## start Given text

1. Even if scientists are wrong about something, they aren't all idiots. Gaede and Crothers calling them all idiots is not only irrelevant, but it's wrong...they are some smart people. If Gaede and Crothers had a point they could start by respecting that other scientists are pretty smart and if they had a convincing argument backed up by observation, they should be able to convince the scientists, but do they even try? If calling other scientists stupid is how they try to convince them, it's an ineffective tactic even if they were right. Also did you notice they never cite a replacement equation which they think is better and show how it solves the problem as they see it?

2. I don't follow their logic on why they think the argument they think is circular is circular. But aside from that, the more important question is, does it match observation? They never cite a single instance where it doesn't. It has matched observations.


In this thread are my questions about the gravity, and why it requires an energy supply to appear, as I think!
www.abovetopsecret.com...
First look at an example of an electromagnet.

You can connect an energy input and create a magnetic field. Disconnect the energy input and the field goes away. So it is possible to use input energy to generate a field. However, just because it's possible, doesn't mean it's necessary.

## end Given text
## start Data extract

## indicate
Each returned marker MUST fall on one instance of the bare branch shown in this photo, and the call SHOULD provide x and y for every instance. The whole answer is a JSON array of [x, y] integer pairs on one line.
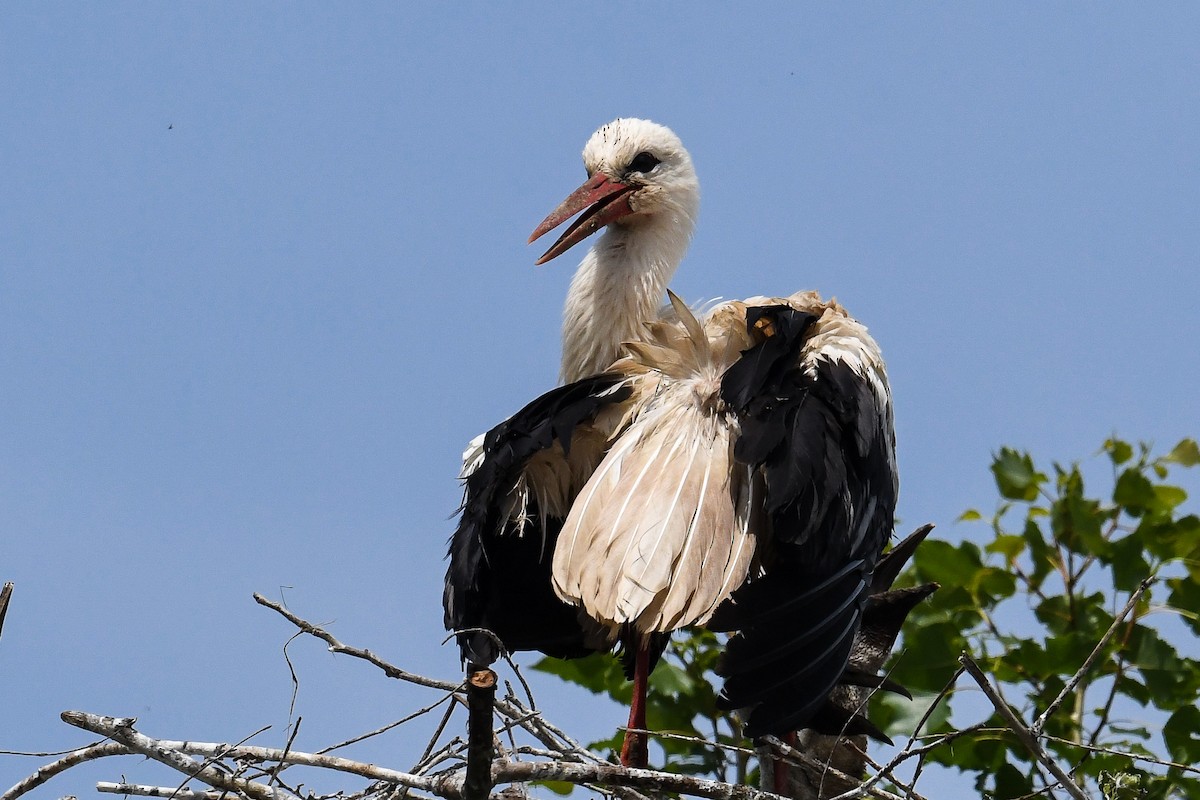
[[5, 596], [1039, 723], [1026, 737], [389, 669], [174, 793], [76, 757], [121, 729]]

## end Data extract

### Objective 1
Using the forum post, decide whether each statement agrees with it. Answer yes or no for each and quote the deciding words.
(a) Gaede and Crothers never cite a replacement equation they consider better.
(b) Disconnecting the energy input from an electromagnet leaves its field in place.
(c) Gaede and Crothers cite several instances where the argument fails to match observation.
### Objective 2
According to the forum post, what tactic would be ineffective for convincing other scientists, even if Gaede and Crothers were right?

### Output 1
(a) Yes: "did you notice they never cite a replacement equation which they think is better"
(b) No: "Disconnect the energy input and the field goes away."
(c) No: "They never cite a single instance where it doesn't."

### Output 2
Calling other scientists stupid.